SET EXERCISE 1 = According to the page on the DAPFAM title-abstract retrieval split, why does BM25 do poorly on this task?
SET EXERCISE 2 = Copy the page on the DAPFAM title-abstract retrieval split word for word, starting at "The short query" and ending at "many incidental matches.".

PAGE EXTRACT =
--- Start ---

NanoDAPFAM / NanoDAPFAMOutTitlAbsToFullText

Overview

NanoDAPFAMOutTitlAbsToFullText is an English patent-family retrieval task. The query contains only the title and abstract of a source patent family, while target documents contain full patent-family text. Positives are DAPFAM OUT-domain citation relations, meaning relevant target families do not share IPC3 domain with the source.

This split tests compact-query cross-domain prior-art retrieval over very long target documents. The model must infer a cross-domain technical relationship from a short patent summary and find it inside full-text records from different fields.

Details

What the Original Data Measures

DAPFAM benchmarks family-level patent retrieval using citation links and IPC3 domain labels. OUT-domain positives are citation-related families outside the source domain. This split uses title-abstract queries and full-text targets.

It measures cross-domain retrieval with minimal query context and maximal target length. This is one of the more realistic settings for difficult prior-art discovery from a compact patent summary.

Observed Data Profile

This Nano split contains 200 queries, 10,000 documents, and 1,259 positive qrels. There are 159 multi-positive queries. Positives per query average 6.30, with a minimum of 1, median of 4.0, and maximum of 20. Queries average 786.61 characters, while target documents average 71,902.31 characters.

The short query and very long target create both semantic and length challenges. Relevant cross-domain evidence may be sparse inside the target full text.

BM25 Evaluation Profile

BM25 reaches nDCG@10 of 0.0638, hit@10 of 0.2100, and recall@100 of 0.1875 with a top-500 candidate pool. Exact title and abstract terms are not reliable enough for cross-domain search, and full-text targets introduce many incidental matches.

BM25 can help when a cross-domain target uses shared mechanism or material names, but most OUT-domain positives require more abstract matching than term frequency provides.

Dense Evaluation Profile

The dense harrier-oss-270m profile is strongest by nDCG@10 and hit@10, with nDCG@10 of 0.0952, hit@10 of 0.3350, and recall@100 of 0.2518. Dense retrieval improves over BM25 by matching technical similarity beyond shared terms.

--- End ---

DATASET SECTION =

--- Start ---

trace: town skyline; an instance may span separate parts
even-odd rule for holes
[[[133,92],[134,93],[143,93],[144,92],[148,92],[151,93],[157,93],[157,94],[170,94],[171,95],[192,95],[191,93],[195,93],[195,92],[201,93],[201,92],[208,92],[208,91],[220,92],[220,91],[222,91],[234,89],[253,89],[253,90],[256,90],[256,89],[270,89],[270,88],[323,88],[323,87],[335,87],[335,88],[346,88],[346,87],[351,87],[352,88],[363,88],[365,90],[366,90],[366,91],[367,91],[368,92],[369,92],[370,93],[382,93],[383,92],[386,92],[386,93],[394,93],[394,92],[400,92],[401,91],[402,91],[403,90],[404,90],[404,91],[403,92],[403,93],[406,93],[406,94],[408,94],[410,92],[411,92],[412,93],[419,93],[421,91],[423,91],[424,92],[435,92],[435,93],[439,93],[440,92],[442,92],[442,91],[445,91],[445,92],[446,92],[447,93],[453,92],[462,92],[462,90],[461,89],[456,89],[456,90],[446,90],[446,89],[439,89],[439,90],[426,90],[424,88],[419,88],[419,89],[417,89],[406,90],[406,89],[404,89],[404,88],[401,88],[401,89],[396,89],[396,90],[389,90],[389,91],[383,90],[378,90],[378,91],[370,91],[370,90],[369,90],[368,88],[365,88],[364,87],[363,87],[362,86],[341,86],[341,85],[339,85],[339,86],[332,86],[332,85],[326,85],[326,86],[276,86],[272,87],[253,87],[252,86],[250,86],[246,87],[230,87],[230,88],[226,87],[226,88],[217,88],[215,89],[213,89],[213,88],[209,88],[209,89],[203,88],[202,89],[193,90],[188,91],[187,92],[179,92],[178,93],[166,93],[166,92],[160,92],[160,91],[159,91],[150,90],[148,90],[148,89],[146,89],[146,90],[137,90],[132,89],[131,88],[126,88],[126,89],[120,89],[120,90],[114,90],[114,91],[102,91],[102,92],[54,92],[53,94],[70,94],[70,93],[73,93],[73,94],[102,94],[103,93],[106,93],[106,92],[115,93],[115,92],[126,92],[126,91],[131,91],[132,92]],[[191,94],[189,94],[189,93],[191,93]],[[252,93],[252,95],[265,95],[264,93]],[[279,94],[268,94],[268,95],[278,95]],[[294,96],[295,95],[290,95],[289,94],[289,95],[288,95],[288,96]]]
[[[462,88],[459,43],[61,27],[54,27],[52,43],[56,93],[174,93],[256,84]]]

--- End ---

FINISHED ANSWER 1 = The exact terms in a query's title and abstract are not reliable enough for cross-domain search. The full-text targets also introduce many incidental matches. Most OUT-domain positives need more abstract matching than term frequency provides.

FINISHED ANSWER 2 =
The short query and very long target create both semantic and length challenges. Relevant cross-domain evidence may be sparse inside the target full text.

BM25 Evaluation Profile

BM25 reaches nDCG@10 of 0.0638, hit@10 of 0.2100, and recall@100 of 0.1875 with a top-500 candidate pool. Exact title and abstract terms are not reliable enough for cross-domain search, and full-text targets introduce many incidental matches.